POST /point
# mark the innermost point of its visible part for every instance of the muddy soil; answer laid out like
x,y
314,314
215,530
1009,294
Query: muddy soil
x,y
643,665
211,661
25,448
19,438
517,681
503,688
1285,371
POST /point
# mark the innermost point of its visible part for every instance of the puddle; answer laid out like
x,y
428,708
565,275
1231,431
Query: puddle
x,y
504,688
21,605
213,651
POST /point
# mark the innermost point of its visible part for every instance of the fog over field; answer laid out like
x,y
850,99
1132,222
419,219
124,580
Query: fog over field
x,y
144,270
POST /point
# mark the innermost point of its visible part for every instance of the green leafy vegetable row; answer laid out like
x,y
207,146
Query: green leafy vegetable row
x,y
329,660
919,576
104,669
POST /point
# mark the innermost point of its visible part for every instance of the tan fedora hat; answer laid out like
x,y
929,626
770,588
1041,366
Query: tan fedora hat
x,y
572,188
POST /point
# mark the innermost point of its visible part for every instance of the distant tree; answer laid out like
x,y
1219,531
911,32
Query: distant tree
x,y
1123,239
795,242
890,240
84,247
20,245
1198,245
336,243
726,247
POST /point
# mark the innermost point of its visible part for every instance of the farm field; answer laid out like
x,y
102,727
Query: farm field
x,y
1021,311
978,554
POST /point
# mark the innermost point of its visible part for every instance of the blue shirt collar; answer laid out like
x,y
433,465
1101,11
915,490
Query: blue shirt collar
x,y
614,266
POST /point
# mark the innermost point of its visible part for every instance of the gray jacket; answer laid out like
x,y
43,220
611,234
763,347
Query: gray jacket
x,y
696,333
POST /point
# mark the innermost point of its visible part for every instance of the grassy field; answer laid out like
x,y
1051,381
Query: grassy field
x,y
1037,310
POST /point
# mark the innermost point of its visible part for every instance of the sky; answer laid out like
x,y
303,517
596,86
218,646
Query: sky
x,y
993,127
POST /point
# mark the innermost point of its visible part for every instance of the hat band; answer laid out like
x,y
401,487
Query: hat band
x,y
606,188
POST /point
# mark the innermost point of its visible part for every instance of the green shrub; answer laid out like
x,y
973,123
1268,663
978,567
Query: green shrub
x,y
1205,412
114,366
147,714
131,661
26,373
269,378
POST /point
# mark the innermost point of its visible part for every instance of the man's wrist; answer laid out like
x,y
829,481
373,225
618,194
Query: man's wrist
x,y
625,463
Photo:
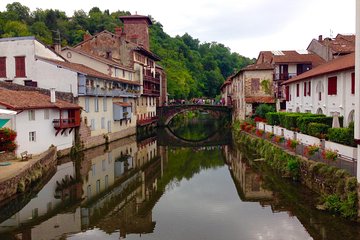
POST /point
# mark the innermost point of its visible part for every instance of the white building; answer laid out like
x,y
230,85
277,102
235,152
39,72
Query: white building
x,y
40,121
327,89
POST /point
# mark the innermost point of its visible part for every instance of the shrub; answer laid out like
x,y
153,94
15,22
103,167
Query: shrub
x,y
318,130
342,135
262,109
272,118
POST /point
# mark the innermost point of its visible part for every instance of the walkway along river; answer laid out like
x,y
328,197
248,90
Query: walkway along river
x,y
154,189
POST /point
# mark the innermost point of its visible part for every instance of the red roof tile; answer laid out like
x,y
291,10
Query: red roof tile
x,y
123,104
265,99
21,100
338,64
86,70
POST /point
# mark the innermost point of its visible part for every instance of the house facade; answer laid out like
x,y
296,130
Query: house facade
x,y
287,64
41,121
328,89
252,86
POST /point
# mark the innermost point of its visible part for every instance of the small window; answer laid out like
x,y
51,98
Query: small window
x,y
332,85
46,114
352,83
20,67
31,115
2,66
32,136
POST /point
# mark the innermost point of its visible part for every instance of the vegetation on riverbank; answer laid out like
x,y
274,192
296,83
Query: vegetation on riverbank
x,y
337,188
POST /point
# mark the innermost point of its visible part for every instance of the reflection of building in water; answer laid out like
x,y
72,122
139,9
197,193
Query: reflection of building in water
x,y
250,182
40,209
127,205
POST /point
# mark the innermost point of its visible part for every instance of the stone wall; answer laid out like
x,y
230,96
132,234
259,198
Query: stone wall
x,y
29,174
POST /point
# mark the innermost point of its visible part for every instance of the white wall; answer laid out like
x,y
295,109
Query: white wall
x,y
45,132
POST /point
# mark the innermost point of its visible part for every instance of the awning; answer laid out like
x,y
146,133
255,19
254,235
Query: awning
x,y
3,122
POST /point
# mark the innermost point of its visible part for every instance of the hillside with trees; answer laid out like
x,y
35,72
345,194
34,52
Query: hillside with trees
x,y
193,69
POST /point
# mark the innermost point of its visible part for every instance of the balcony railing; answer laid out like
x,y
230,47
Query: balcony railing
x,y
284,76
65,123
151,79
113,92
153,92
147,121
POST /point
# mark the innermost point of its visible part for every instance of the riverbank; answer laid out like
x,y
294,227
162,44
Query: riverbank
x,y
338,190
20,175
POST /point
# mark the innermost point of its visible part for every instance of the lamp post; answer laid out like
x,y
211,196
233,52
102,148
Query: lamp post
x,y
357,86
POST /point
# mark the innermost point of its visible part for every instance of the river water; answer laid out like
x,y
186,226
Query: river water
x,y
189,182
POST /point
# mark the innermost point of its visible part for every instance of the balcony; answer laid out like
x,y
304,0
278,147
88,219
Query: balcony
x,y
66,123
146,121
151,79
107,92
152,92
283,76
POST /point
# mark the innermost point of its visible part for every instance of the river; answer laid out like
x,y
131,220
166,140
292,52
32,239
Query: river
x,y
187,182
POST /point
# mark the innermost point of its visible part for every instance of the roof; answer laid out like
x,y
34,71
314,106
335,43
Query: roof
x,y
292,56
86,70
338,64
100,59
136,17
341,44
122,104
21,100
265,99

──────────

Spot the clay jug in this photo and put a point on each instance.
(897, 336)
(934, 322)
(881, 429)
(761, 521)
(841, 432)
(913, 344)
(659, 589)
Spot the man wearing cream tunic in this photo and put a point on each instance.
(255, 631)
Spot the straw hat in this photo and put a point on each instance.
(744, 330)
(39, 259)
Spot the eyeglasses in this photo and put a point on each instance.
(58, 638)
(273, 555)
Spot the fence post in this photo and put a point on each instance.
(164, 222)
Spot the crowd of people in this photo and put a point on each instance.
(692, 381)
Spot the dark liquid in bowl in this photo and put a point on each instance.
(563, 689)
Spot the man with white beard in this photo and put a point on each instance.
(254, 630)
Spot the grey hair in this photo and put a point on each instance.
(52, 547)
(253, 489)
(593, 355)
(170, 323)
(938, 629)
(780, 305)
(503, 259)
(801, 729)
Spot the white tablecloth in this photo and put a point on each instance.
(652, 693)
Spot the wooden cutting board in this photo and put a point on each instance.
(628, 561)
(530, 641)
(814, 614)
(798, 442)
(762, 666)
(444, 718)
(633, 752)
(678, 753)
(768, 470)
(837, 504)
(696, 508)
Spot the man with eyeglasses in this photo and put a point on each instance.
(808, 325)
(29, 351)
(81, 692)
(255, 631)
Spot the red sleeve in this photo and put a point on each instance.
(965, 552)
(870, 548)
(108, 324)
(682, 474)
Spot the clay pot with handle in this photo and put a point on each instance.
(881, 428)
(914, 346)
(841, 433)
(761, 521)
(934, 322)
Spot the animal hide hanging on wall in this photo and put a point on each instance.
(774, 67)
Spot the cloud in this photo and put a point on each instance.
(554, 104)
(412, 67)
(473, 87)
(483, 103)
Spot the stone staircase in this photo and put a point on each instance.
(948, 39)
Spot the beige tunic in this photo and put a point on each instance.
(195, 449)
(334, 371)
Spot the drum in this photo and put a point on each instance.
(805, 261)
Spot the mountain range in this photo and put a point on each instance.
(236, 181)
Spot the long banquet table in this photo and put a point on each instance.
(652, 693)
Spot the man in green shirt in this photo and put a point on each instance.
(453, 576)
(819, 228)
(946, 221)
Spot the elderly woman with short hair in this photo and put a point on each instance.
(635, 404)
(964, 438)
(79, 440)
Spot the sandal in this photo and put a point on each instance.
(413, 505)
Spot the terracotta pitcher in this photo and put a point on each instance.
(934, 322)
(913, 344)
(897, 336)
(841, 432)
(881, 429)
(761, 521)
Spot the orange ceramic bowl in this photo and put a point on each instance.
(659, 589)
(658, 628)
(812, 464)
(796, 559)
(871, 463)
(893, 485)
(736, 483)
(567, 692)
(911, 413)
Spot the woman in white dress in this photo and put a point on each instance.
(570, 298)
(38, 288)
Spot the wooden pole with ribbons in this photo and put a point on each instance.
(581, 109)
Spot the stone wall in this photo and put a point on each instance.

──────────

__SET EXERCISE__
Write out again, unchanged, the lines of material that begin at the line containing "Spot the stone staircase" and stop after the line containing "Spot the stone wall".

__ANSWER FOR THE TASK__
Spot the stone staircase in this photo and put a point on each instance.
(948, 39)
Spot the beige tunic in this photo and put a point on each instance.
(195, 449)
(334, 371)
Spot the drum in this photo and put a point on each instance.
(805, 261)
Spot the mountain range in this photo and put a point on each instance.
(236, 181)
Spot the long banquet table in this photo and put a point on each instance.
(652, 693)
Spot the man in green shirt in this photo and put a point on each instance.
(453, 576)
(819, 228)
(946, 221)
Spot the elderly woman with short hair in this photo and put a point on each instance.
(635, 404)
(964, 438)
(79, 440)
Spot the sandal in this photo and put a point on each instance.
(413, 505)
Spot the terracotta pitcher in this photo and put a point on each instance.
(934, 322)
(913, 344)
(897, 336)
(841, 432)
(881, 429)
(761, 521)
Spot the orange ceramic bowl in this photo and put a point on each instance.
(659, 589)
(658, 628)
(812, 464)
(796, 559)
(871, 463)
(893, 485)
(736, 483)
(567, 692)
(911, 413)
Spot the woman in white dress in this photo and put a point on each instance.
(570, 298)
(38, 288)
Spot the wooden pole with ribbons in this photo and put a point on each instance.
(581, 109)
Spot the stone wall in this photo and put a point on each instance.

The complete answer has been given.